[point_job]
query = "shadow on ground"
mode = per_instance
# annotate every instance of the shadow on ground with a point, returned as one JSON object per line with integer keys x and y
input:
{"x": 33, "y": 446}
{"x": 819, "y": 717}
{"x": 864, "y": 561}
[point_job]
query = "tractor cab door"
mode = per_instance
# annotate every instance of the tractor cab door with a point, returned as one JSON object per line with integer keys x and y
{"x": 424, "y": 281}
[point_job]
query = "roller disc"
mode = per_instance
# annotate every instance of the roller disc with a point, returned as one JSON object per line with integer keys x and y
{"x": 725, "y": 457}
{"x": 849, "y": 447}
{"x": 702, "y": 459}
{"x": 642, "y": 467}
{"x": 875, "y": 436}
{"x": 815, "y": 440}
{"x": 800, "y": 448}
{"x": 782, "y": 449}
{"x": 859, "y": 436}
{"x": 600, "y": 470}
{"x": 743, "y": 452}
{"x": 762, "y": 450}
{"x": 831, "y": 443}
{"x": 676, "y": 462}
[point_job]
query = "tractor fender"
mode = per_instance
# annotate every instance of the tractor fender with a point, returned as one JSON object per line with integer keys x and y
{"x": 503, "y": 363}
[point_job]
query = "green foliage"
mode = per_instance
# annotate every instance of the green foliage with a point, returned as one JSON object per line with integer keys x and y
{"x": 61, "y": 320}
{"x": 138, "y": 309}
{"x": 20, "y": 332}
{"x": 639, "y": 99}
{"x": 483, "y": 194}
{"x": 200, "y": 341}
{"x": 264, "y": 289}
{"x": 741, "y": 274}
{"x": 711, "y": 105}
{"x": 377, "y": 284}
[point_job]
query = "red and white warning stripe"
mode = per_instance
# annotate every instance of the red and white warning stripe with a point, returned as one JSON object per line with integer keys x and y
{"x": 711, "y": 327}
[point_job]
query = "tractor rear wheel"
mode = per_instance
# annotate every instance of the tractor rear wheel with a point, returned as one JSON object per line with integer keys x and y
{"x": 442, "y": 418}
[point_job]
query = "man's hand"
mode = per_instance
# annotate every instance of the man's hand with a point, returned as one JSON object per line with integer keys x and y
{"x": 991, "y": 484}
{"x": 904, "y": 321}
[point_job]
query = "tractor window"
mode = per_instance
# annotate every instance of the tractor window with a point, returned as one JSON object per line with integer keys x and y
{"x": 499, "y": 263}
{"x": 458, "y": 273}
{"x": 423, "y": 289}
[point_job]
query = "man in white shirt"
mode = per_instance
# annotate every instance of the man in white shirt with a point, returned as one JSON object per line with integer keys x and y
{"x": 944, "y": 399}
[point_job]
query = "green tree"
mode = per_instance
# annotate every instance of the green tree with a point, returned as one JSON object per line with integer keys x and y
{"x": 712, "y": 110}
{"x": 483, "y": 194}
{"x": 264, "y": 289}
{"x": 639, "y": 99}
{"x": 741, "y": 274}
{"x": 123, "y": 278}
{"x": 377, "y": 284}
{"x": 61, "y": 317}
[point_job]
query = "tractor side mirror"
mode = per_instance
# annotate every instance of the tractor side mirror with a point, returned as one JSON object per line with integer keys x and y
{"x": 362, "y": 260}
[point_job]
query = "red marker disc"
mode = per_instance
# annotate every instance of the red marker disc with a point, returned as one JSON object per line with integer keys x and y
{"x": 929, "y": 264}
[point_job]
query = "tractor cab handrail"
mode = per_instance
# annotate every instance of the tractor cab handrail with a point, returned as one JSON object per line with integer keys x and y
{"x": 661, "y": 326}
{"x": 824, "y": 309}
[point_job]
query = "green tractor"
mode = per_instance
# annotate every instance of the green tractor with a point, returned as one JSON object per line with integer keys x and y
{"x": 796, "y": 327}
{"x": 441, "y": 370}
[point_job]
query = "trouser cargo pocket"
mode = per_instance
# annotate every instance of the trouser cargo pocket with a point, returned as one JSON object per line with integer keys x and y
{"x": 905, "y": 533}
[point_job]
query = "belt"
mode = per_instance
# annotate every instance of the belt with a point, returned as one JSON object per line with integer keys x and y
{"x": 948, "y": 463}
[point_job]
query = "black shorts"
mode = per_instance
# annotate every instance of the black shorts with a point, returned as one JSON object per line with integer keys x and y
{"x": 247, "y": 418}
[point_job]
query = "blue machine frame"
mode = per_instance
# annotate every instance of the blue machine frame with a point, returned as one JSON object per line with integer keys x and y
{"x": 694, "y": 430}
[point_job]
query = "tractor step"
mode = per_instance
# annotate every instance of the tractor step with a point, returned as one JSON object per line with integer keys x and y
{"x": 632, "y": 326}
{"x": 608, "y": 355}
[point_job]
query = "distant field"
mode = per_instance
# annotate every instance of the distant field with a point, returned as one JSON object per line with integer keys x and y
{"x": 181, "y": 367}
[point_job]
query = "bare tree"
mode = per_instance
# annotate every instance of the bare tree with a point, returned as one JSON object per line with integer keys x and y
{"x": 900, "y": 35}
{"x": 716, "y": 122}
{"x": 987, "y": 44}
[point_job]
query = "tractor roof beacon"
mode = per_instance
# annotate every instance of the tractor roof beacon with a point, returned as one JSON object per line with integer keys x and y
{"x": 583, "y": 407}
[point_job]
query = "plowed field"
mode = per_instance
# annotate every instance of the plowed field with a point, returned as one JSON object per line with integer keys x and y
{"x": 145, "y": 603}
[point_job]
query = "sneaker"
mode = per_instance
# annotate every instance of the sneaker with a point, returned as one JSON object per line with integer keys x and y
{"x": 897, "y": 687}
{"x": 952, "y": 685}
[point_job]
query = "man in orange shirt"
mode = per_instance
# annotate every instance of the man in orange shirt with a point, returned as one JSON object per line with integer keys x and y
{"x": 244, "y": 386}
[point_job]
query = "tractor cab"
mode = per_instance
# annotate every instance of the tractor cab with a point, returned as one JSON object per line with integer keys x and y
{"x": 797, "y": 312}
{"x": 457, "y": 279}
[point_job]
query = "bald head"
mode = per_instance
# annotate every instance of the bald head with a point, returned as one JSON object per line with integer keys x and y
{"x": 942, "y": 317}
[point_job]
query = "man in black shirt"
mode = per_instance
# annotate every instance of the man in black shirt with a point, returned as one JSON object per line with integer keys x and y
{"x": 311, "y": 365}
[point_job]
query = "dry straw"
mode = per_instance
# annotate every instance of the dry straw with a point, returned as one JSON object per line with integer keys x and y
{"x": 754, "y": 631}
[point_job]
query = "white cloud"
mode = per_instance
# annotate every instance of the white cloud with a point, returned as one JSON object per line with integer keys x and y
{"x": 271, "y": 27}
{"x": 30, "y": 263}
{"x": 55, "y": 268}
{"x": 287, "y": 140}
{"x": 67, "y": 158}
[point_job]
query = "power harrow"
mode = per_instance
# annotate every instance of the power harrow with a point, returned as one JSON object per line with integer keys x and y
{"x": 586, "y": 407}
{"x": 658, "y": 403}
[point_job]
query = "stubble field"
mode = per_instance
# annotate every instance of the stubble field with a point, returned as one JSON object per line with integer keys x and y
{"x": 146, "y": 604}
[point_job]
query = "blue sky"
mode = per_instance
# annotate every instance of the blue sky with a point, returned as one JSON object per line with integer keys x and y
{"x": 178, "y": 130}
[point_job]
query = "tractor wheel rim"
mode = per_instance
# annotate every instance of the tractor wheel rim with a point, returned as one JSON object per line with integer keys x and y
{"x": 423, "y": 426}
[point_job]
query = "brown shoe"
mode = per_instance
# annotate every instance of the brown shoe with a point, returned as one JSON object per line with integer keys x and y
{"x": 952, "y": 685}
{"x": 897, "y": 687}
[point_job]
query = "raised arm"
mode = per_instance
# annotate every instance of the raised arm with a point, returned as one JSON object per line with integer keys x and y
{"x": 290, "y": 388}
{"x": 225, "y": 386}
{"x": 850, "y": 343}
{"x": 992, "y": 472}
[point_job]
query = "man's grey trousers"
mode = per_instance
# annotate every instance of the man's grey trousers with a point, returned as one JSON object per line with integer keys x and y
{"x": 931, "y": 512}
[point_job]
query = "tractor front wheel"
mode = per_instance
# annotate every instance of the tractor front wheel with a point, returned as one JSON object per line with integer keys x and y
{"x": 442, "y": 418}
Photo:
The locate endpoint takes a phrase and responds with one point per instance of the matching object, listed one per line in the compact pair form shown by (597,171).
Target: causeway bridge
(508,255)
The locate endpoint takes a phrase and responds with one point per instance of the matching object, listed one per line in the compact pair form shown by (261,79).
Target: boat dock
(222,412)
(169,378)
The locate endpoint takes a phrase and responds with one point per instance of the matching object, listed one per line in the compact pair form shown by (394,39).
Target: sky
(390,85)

------------

Your objective: Through the last line of the entries above, beginning at the line containing "shown by (261,79).", transcribe each line exactly, both ends included and nothing more.

Result:
The locate endpoint takes a phrase and responds with one point per instance of the matching object, listed one per line in the compact pair form shown by (261,79).
Target: boat dock
(222,412)
(169,378)
The locate endpoint takes a phrase and responds with one point per instance of the matching object, listed one per line in the compact pair form shown by (394,39).
Target: sky
(390,85)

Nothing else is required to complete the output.